→ **WORK TO DO**:
Copy everything in the listing below word for word, apart from any images.

══ ITEMS

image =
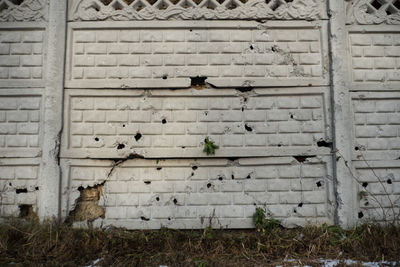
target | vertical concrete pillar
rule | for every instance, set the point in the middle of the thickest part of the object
(49, 180)
(342, 116)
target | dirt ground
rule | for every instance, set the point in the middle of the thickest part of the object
(27, 243)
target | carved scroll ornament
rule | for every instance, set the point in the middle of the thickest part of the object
(86, 10)
(374, 12)
(25, 10)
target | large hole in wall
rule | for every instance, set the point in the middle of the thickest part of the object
(87, 205)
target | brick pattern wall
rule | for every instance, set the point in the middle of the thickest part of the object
(102, 123)
(19, 121)
(375, 57)
(381, 200)
(21, 54)
(157, 54)
(18, 186)
(377, 125)
(186, 193)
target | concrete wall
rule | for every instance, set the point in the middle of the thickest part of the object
(105, 108)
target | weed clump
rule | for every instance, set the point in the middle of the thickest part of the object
(262, 223)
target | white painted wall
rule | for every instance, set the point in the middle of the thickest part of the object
(305, 112)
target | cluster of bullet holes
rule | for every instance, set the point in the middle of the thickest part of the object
(245, 89)
(138, 136)
(23, 190)
(198, 81)
(323, 143)
(302, 159)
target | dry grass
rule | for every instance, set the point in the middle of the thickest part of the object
(26, 243)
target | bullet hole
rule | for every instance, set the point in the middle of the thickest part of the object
(198, 81)
(138, 136)
(248, 128)
(22, 190)
(244, 89)
(323, 143)
(120, 146)
(301, 159)
(134, 156)
(25, 211)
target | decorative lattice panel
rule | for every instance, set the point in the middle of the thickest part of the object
(23, 10)
(194, 9)
(375, 12)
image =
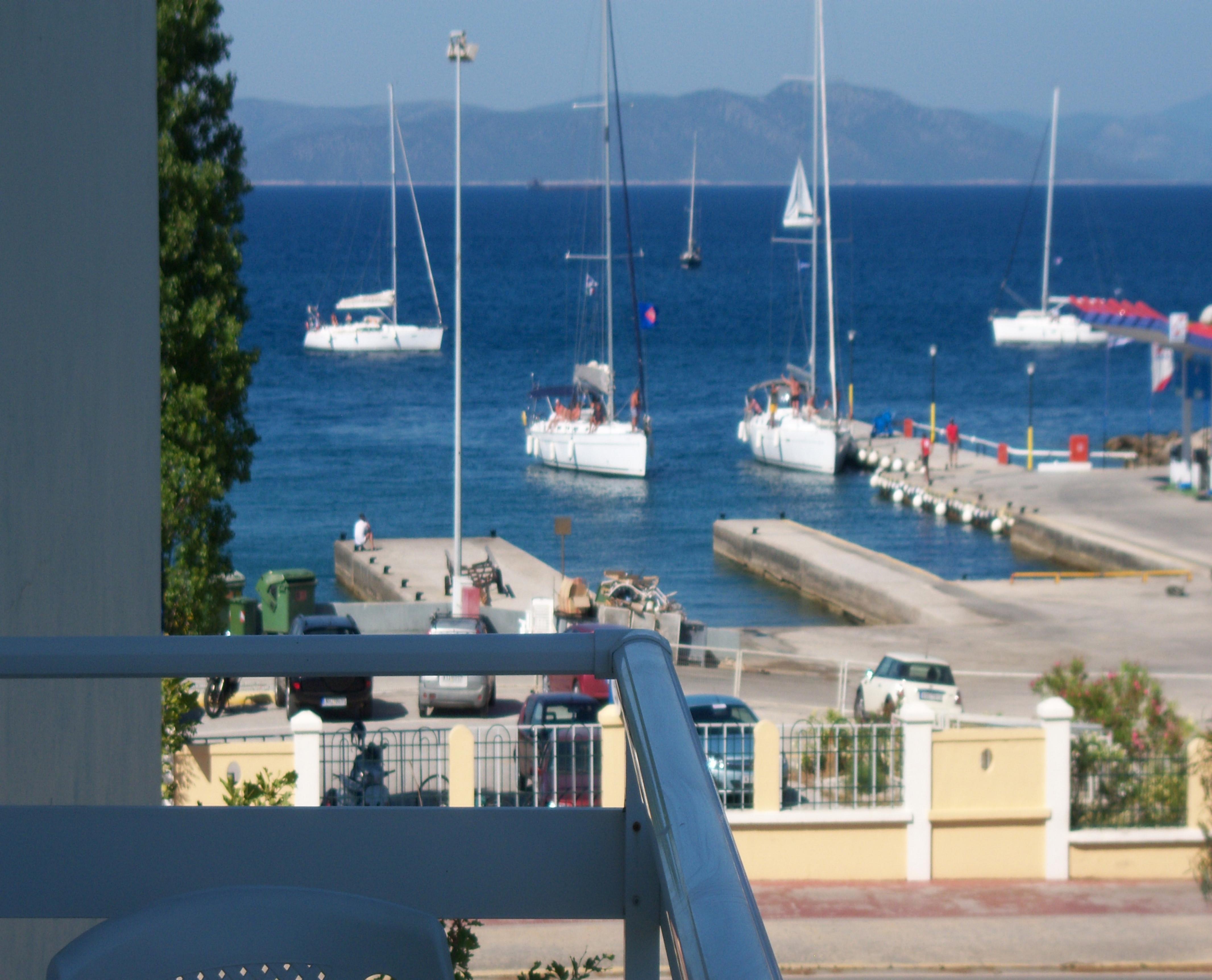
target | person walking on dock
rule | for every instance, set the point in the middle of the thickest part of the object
(953, 445)
(364, 538)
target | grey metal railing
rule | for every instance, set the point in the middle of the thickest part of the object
(665, 864)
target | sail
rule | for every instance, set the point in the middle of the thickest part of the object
(799, 211)
(368, 301)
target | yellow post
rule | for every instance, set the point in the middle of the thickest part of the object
(614, 756)
(462, 767)
(768, 767)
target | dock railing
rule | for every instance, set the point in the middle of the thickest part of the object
(665, 863)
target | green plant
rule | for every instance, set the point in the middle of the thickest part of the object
(263, 790)
(463, 944)
(179, 721)
(577, 969)
(205, 441)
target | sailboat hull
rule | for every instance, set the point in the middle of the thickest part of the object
(613, 449)
(371, 337)
(796, 443)
(1040, 329)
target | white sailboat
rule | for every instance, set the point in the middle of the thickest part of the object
(585, 435)
(788, 431)
(694, 256)
(1048, 325)
(379, 329)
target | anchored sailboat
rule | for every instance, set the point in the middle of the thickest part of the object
(694, 256)
(581, 431)
(782, 423)
(1048, 325)
(379, 329)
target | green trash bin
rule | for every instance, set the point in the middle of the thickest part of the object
(244, 616)
(285, 595)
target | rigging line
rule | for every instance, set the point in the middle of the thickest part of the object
(627, 217)
(1022, 219)
(421, 232)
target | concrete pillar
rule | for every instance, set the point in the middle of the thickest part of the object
(1057, 718)
(461, 771)
(307, 728)
(918, 722)
(768, 767)
(614, 756)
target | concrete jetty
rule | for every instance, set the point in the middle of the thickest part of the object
(414, 570)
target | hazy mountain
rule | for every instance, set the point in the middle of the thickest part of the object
(874, 136)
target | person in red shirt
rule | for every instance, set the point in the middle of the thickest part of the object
(953, 445)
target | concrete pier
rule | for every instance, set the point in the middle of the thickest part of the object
(414, 570)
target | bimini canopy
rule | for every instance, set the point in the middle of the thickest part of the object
(368, 301)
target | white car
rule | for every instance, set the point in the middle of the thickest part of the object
(907, 676)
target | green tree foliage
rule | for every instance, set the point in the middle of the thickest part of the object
(180, 713)
(205, 441)
(263, 790)
(1129, 703)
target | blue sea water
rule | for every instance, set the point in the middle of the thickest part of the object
(914, 267)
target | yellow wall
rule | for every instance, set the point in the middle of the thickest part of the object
(822, 853)
(202, 769)
(988, 823)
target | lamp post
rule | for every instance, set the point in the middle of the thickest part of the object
(850, 340)
(934, 357)
(458, 51)
(1031, 415)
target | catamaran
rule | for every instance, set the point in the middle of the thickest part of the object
(694, 256)
(1050, 324)
(581, 431)
(782, 423)
(377, 329)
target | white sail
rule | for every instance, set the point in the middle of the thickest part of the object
(799, 211)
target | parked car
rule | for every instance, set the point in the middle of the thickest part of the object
(727, 732)
(561, 750)
(582, 684)
(903, 676)
(351, 695)
(477, 692)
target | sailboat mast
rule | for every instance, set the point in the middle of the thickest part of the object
(816, 199)
(391, 145)
(607, 222)
(694, 167)
(1048, 217)
(825, 168)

════

→ **TASK SOLUTION**:
image =
target | vertical concrete pillar
rule | for every instance, set the point in the middle of the thickest part of the object
(49, 180)
(342, 116)
target | dirt ground
rule | for every instance, set the point in the middle of the thickest part of the object
(27, 243)
target | carved scroll ornament
rule | for every instance, set the point in the middle of the thickest part of the object
(86, 10)
(374, 12)
(25, 10)
target | large hole in wall
rule | for every instance, set the point in the middle of the thickest part of the object
(87, 205)
target | brick pattern wall
rule | for every instance, set the point in the middle of the thickest part of the object
(102, 123)
(19, 121)
(375, 57)
(381, 200)
(21, 54)
(157, 54)
(18, 186)
(377, 125)
(186, 193)
target | concrete wall
rule | for every instance, set the point in the middle of the thickest part of the object
(105, 108)
target | weed clump
rule | for every instance, set the point in the middle of the thickest part of the object
(262, 223)
target | white painted wall
rule | for every instance, set the point in the middle of the thickest part of the object
(305, 112)
target | cluster of bullet holes
rule | for every instance, set the point in the middle of the thickest part of the object
(245, 89)
(138, 136)
(23, 190)
(198, 81)
(323, 143)
(302, 159)
target | dry grass
rule | for every instance, set the point in the middle of the thickest part of the object
(26, 243)
target | bullet hole
rule | for every instance, set the point in the middle of the thickest part of the object
(198, 81)
(138, 136)
(248, 128)
(22, 190)
(244, 89)
(323, 143)
(120, 146)
(301, 159)
(134, 156)
(25, 211)
target | decorative lattice panel
rule | for every instance, set the point in the middle of the thickest part of the object
(23, 10)
(194, 9)
(375, 12)
image =
target | person walking on dock
rule | for every instance, set the point in the middle of the thickest part of the object
(953, 445)
(364, 538)
target | grey metal railing
rule | for every instance, set the point in the middle of the thickest part of the object
(665, 864)
target | sail
rule | for every instance, set the point in the middle of the thickest part of the object
(799, 211)
(368, 301)
target | yellow post
rule | for every instance, set the point in the middle of the thickest part of the object
(614, 756)
(462, 767)
(768, 767)
target | dock railing
rule | for every instance, set the point in the middle of the thickest part of the object
(665, 863)
target | green plant
rule | for every instance, set the point in the middle of the thickest part of the object
(263, 790)
(463, 944)
(179, 721)
(577, 969)
(205, 441)
target | sailboat hull
rule | for every instance, set the point in the middle of the thickest part of the object
(613, 449)
(371, 337)
(796, 443)
(1040, 329)
target | white sailboat
rule | for every instance, set the point in the middle of the thickest part of the object
(585, 435)
(788, 431)
(694, 256)
(1048, 325)
(379, 329)
target | anchored sailboat
rule | for every instance, set the point in the middle of the thickest part of the object
(694, 256)
(581, 431)
(782, 423)
(1048, 325)
(379, 329)
target | green trash bin
rule | for every instance, set the point in the middle of the thickest part of the object
(244, 616)
(285, 595)
target | rigging line
rule | for every instance, set the point in the middle of the thickest part of the object
(627, 217)
(1022, 219)
(421, 232)
target | concrete pillar
rule | for every instance, set the point in the middle of the thickest part of the object
(1057, 718)
(461, 771)
(307, 728)
(918, 722)
(768, 767)
(614, 756)
target | concrete jetty
rule | for every instance, set the point in the middle of the thickest part of the object
(414, 570)
target | hazy mountain
rule | for every instance, set the point in the middle of the thickest part of the object
(874, 136)
target | person in red shirt
rule | for every instance, set the point in the middle of the thickest part of the object
(953, 445)
target | concrete pier
rule | for every instance, set the point in the middle of the thickest part of the object
(414, 570)
target | bimini canopy
rule | for every instance, set the point in the middle of the thickest part of the object
(368, 301)
target | white car
rule | for every instance, set the point in the middle of the thickest part of the object
(907, 676)
target | green tree foliage
rule | for every instance, set the point in the middle of the thickest part of the object
(180, 713)
(205, 441)
(263, 790)
(1129, 703)
target | blue sea water
rule | for every instance, set the point in the middle of the thickest part of the object
(914, 267)
target | yellow wall
rule | for every instance, set the point in the middle of the thickest part of the object
(822, 853)
(202, 769)
(988, 823)
target | lamp post
rule | for every instance, set the point in the middle of the thickest part of the object
(850, 340)
(934, 357)
(458, 51)
(1031, 415)
target | catamaran
rule | for every instance, set the point in the middle of the thickest part of the object
(694, 256)
(1050, 324)
(581, 431)
(782, 423)
(377, 329)
target | white sail
rule | for every instance, set the point in the middle of the thickest part of the object
(799, 211)
target | parked car
rule | for every instance, set the point in the middle of the thickest part of the object
(727, 732)
(561, 750)
(582, 684)
(903, 676)
(351, 695)
(477, 692)
target | sailboat mast
rule | for every instance, set the point in the middle of the thickest part of the object
(816, 199)
(391, 145)
(607, 222)
(694, 167)
(1048, 217)
(825, 168)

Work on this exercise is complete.